EXTRACTED TEXT
-- Begin --

A review of Assimilation, American Style by Peter D. Salins (New York: BasicBooks, 1997, 259 pp.)
pp. 14-15 in Immigration Review no. 28, Spring 1997
Peter Salins' Assimilation, American Style may be seen as the fourth book in an unplanned and serendipitous series of recent works on immigration. Peter Brimelow's Alien Nation was a conservative critique of high immigration, Roy Beck's The Case Against Immigration a liberal critique, and John Isbister's The Immigration Debate: Remaking America a liberal defense of immigration. There remained only to write a book-length conservative defense of mass immigration, and this is what Salins has done.
His book seeks to justify high levels of immigration while decrying the multiculturalism and divisiveness that many of his fellow conservatives see as inevitably linked to modern immigration. Salins, provost of New York's State University system in Albany and a senior fellow of the Manhattan Institute, attempts to do this by describing a traditional American paradigm for assimilation, one which makes high immigration compatible with national unity. His "assimilation, American style" requires only three things of immigrants: that they accept the public primacy of English, embrace the American Idea embodied in its liberal democratic and egalitarian principles, and live according to the Protestant Ethic of hard work, thrift and sobriety. The assimilation contract did not require cultural conformity of the immigrant or proscribe whatever ethnic traditions he chose to maintain.
Salins goes on to describe how that model has broken down, how the cultural revolution of the 1960's has negated each of the elements of the assimilation contract: "Bilingualism eroded English's monopoly as the only language of school instruction and government. Historical revisionism discredited the American Idea as a hypocritical myth. The welfare state superseded the Protestant Ethic." (p. 8)

-- End --

DIRECTIVES
(A) According to the book review, why can Salins' Assimilation, American Style be seen as the fourth book in a series of recent works on immigration?
(B) Carry on the book review from its last sentence.

EXTRACTED INFORMATION
-- Begin --

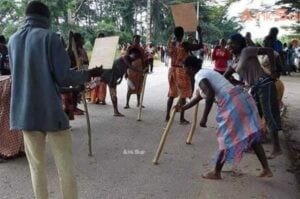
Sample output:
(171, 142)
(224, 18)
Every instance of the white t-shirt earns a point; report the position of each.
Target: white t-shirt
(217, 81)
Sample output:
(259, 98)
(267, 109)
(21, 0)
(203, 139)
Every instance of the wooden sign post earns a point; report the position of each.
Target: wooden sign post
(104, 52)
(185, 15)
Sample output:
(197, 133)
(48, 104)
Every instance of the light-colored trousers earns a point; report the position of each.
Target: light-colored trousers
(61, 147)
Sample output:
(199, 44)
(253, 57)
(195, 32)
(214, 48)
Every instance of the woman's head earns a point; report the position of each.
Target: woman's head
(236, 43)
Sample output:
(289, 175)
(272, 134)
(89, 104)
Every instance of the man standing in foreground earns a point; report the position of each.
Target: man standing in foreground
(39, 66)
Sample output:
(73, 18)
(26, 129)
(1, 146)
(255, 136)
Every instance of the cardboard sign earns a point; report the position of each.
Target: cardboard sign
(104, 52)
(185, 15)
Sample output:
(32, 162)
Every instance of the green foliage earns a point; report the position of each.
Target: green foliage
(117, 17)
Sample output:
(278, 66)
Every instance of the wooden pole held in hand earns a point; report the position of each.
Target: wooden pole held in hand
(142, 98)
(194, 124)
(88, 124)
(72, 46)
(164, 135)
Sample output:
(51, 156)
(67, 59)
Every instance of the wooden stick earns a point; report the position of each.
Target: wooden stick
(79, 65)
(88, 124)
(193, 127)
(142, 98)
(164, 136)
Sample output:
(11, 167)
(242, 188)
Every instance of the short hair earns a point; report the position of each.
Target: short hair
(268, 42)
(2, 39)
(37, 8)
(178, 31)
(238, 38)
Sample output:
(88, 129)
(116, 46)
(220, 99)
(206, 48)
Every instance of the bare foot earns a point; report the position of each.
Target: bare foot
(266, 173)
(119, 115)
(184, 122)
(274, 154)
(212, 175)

-- End --

RESPONSE LIST
(A) Three earlier books had already taken the other positions. Brimelow's Alien Nation was a conservative critique of high immigration, Beck's The Case Against Immigration was a liberal critique, and Isbister's The Immigration Debate was a liberal defense. That left only a book-length conservative defense of mass immigration, which is what Salins wrote.

(B)
He acknowledges the danger of combining high immigration with anti-assimilationism: "It is disheartening to contemplate the long-term outlook for America's large new immigrant communities ... if they remain unassimilated. ... The United States' two-hundred-year history of maintaining national unity while accommodating ethnic diversity may be robust enough to withstand a temporary defection from the ethos and practice of assimilation, but it cannot withstand it for long before a host of unhappy consequences is unleashed." (p. 16)
One might expect, then, that Salins would recommend a prudent pause in immigration while the nation attempts to put its own house in order. After all, if it is increasingly difficult to maintain national unity, if the nation's elite derides and laughs at the very notion of assimilation and patriotism, common sense would argue against the introduction of additional challenges to this dysfunctional system.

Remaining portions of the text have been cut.